Instructions for the task: Return every entry exactly, except for any pictures.

(Records from a collection)
----------------

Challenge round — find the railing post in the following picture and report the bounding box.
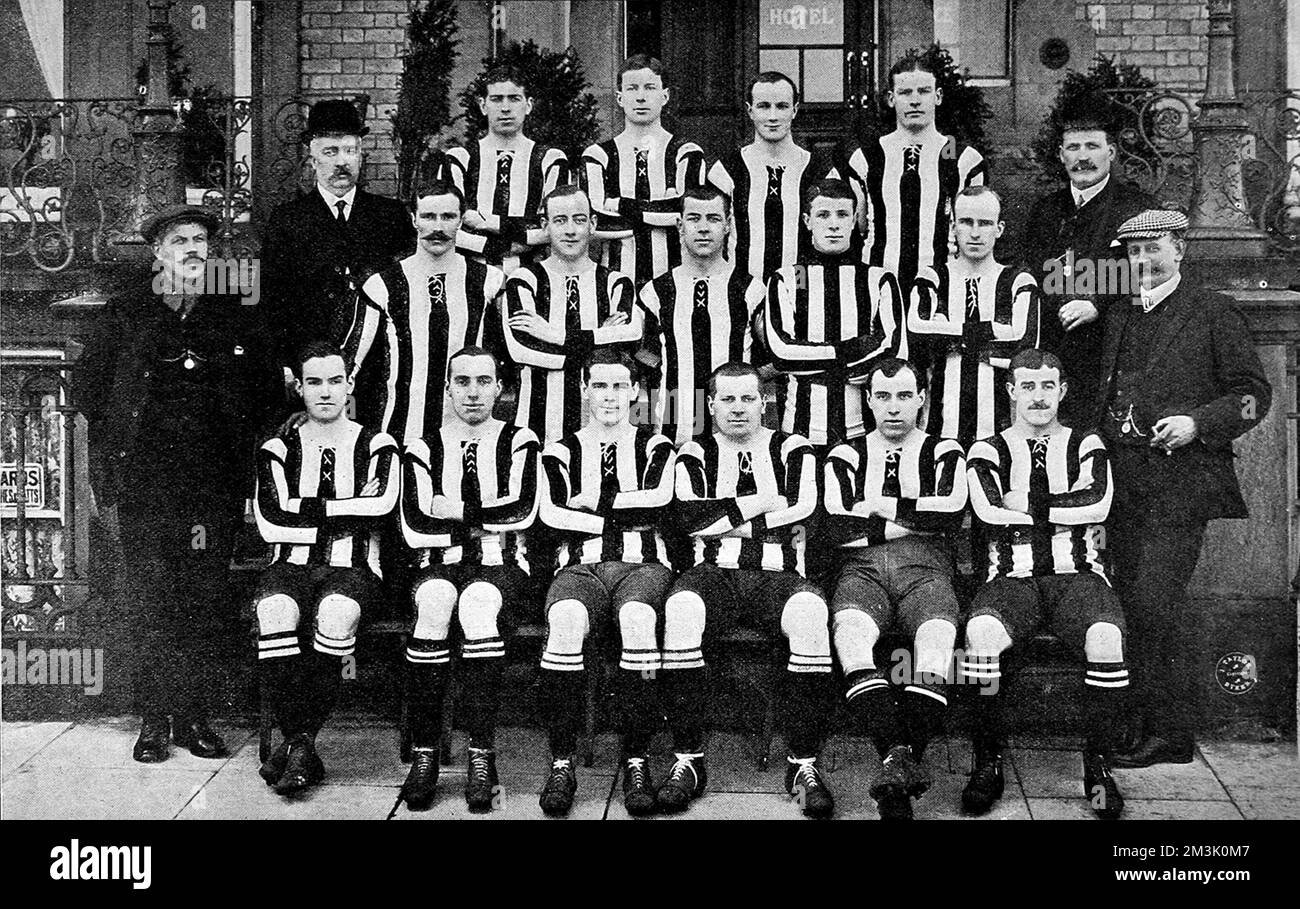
[120,0,185,246]
[1186,0,1271,258]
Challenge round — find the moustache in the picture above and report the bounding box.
[1071,162,1098,171]
[1029,403,1050,409]
[425,231,455,242]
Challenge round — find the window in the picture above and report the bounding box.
[757,0,845,103]
[933,0,1010,82]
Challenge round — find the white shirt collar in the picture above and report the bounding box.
[1072,173,1110,209]
[318,184,358,220]
[1139,271,1181,312]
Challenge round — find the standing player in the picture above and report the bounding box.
[397,346,540,811]
[660,362,835,818]
[763,178,906,449]
[583,55,707,289]
[534,349,676,817]
[252,341,400,795]
[501,184,643,445]
[823,358,967,820]
[909,186,1040,447]
[343,180,506,442]
[961,349,1126,819]
[840,53,987,296]
[443,65,570,274]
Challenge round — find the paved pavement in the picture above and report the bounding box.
[4,717,1297,820]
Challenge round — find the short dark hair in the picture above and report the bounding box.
[888,51,940,90]
[681,185,731,220]
[541,183,591,218]
[803,177,856,213]
[447,345,499,379]
[582,347,638,384]
[1008,348,1066,380]
[294,340,346,380]
[481,64,529,96]
[1057,93,1118,145]
[748,70,799,106]
[955,184,1003,215]
[707,361,762,398]
[865,357,921,393]
[410,178,466,213]
[619,54,665,87]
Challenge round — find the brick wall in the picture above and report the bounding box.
[1077,1,1209,93]
[300,0,413,198]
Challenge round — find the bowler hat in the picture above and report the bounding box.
[302,99,369,143]
[141,203,220,244]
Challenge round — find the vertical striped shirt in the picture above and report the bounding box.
[824,430,967,548]
[400,419,539,570]
[583,132,707,287]
[254,421,400,576]
[638,262,760,446]
[673,428,817,574]
[967,427,1112,580]
[763,259,907,446]
[540,423,676,568]
[501,261,642,444]
[345,253,505,442]
[908,261,1040,447]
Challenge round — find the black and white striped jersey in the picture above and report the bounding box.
[673,428,817,574]
[967,427,1112,581]
[254,421,400,576]
[540,423,676,568]
[908,261,1040,447]
[345,253,505,442]
[500,261,642,443]
[824,430,967,548]
[400,419,539,570]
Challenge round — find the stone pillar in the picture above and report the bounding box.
[1186,0,1270,258]
[120,0,185,246]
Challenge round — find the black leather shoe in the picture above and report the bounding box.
[172,718,228,759]
[259,740,291,786]
[401,748,440,810]
[132,714,171,763]
[1113,734,1194,769]
[274,735,323,796]
[1084,751,1125,819]
[961,737,1005,815]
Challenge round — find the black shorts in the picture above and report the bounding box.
[668,564,824,643]
[409,562,534,633]
[543,561,675,632]
[253,563,381,613]
[966,571,1125,651]
[829,536,961,637]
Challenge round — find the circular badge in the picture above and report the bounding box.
[1215,652,1257,695]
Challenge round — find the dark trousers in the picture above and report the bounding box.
[118,496,241,719]
[1109,451,1207,744]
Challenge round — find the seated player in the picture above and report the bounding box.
[661,362,835,818]
[823,357,968,820]
[397,346,540,811]
[535,349,677,817]
[252,341,400,795]
[961,349,1127,819]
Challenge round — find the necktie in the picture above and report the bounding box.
[460,439,481,513]
[335,199,347,225]
[965,276,981,323]
[736,450,757,497]
[429,273,446,309]
[494,150,513,215]
[763,165,785,279]
[882,449,901,499]
[565,274,581,315]
[600,441,619,499]
[634,147,650,202]
[318,447,336,498]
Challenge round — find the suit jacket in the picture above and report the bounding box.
[260,187,413,368]
[1021,178,1155,418]
[1091,277,1271,523]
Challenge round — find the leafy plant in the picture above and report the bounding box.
[392,0,461,200]
[135,31,226,187]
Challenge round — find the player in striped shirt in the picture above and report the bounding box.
[909,187,1040,447]
[839,52,987,294]
[501,184,643,445]
[763,178,907,448]
[823,358,967,820]
[583,55,707,288]
[535,349,676,817]
[343,180,506,442]
[660,362,835,818]
[442,65,570,273]
[397,346,540,811]
[252,341,400,796]
[961,349,1127,819]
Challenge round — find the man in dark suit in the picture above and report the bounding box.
[1093,210,1271,767]
[1021,105,1155,426]
[260,99,413,401]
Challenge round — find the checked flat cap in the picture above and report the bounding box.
[1114,209,1190,242]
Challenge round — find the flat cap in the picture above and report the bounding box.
[1114,208,1190,243]
[142,203,220,243]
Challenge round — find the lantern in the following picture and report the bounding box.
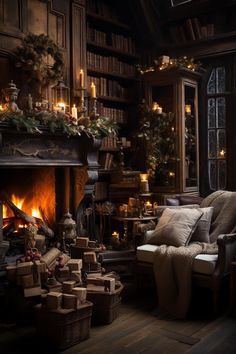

----------------

Response to the task:
Challenge round — find the railing post in the following picture and report the bounding box.
[120,0,185,246]
[1186,0,1271,258]
Challenge round — find the moustache in the picture above and report the bounding box.
[1071,162,1098,171]
[1029,403,1050,409]
[425,231,455,242]
Challenge round — find the window in the picture above and report the bounding box.
[757,0,845,103]
[933,0,1010,82]
Challenge round — find the white shirt collar in the picture above and report the bounding box.
[1072,173,1110,209]
[318,184,358,220]
[1139,271,1181,312]
Challenge round — find the standing player in the picture above and report the bounding box.
[397,346,540,811]
[660,362,835,818]
[763,178,906,449]
[583,55,707,289]
[534,349,676,817]
[252,341,400,795]
[501,184,643,445]
[823,358,967,820]
[909,186,1040,447]
[343,180,506,442]
[961,349,1126,819]
[840,53,987,296]
[443,65,570,274]
Challenge round — find the paved pavement in the picture above and report the bounding box.
[4,717,1297,820]
Challenge round — find the short dark hair in the picture above and report the bounding box.
[888,51,940,90]
[681,185,731,220]
[541,183,591,218]
[803,177,856,213]
[447,345,499,379]
[582,347,638,384]
[1008,348,1066,380]
[294,340,346,380]
[481,64,529,96]
[1057,93,1118,145]
[748,70,799,106]
[955,184,1003,215]
[707,361,762,398]
[865,357,921,393]
[410,178,466,213]
[619,54,665,87]
Challenge round — find the brick wall in the picture above and report the bounding box.
[1077,1,1209,93]
[300,0,413,198]
Challenge round — find the bowler hat in the picture above and report the bounding box.
[302,99,369,143]
[141,203,220,244]
Challenge round — find the vertical striped shirt in the picture above and report the bounding box.
[824,430,967,548]
[400,419,539,570]
[583,132,707,287]
[254,421,400,576]
[638,262,760,446]
[673,428,817,574]
[967,427,1112,580]
[763,259,907,446]
[540,423,676,568]
[501,261,642,444]
[345,253,505,442]
[908,261,1040,447]
Challenge round — find the black and white striped jersey in the picture above and report the bounding box.
[673,428,817,574]
[967,427,1112,581]
[254,421,400,576]
[540,423,676,568]
[908,261,1040,447]
[345,253,505,442]
[500,261,642,443]
[824,430,967,548]
[400,419,539,570]
Challenge round — find the stone pillar in the picture above and report the bounding box.
[1186,0,1270,258]
[120,0,185,246]
Challenge round — find the black leather shoe in the picture above and report the bounding box.
[172,718,228,759]
[259,740,291,786]
[401,748,440,810]
[132,714,171,763]
[1113,734,1194,769]
[274,735,323,796]
[1084,751,1125,819]
[961,737,1005,815]
Challenge round — find the black shorts in the picture above and report the bounding box.
[668,564,824,643]
[409,562,534,633]
[543,561,675,632]
[253,563,381,613]
[966,571,1125,651]
[829,536,961,637]
Challenge round — find the circular badge in the picture above and report the bounding box.
[1215,652,1257,695]
Challenge round — find the dark trousers in the picture above and report the bounding box.
[118,496,241,719]
[1109,451,1207,744]
Challenge round — find the seated player in the picture above and report the bounding box.
[661,362,835,818]
[823,357,968,820]
[397,346,540,811]
[535,349,677,817]
[252,341,400,795]
[961,349,1127,819]
Challenge round — find the necktie in the picture above and report the bounding box.
[460,439,481,513]
[335,199,347,225]
[965,276,981,323]
[736,450,757,497]
[429,273,446,309]
[494,150,513,215]
[763,165,785,279]
[882,449,901,499]
[565,274,581,315]
[600,441,619,499]
[634,147,650,202]
[318,447,336,498]
Challenge round — find the suit jacket in the picture above and report the bounding box.
[260,187,413,368]
[1021,178,1155,418]
[1091,277,1271,523]
Challenge round — find the leafy plant in the picture above and report the bounding box.
[392,0,461,200]
[135,31,226,187]
Challenge round — find the player in striped shirt in the picture above and report the bounding box.
[909,187,1040,447]
[839,52,987,294]
[501,184,643,445]
[763,178,907,448]
[823,358,967,820]
[583,55,707,288]
[535,349,676,817]
[343,180,506,442]
[660,362,835,818]
[442,65,570,273]
[397,346,540,811]
[252,341,400,796]
[961,349,1127,819]
Challenge round — find the man in dark suit in the picture above and report the bounding box.
[1093,210,1271,767]
[1021,105,1155,426]
[260,99,413,401]
Challenge round — find the checked flat cap in the picture above and report the bounding box.
[1114,209,1190,242]
Challenge round — find the flat cap in the picture above and report the bounding box.
[1114,208,1190,243]
[142,203,220,243]
Challenge round — find the lantern in the following picture and report the bounding box.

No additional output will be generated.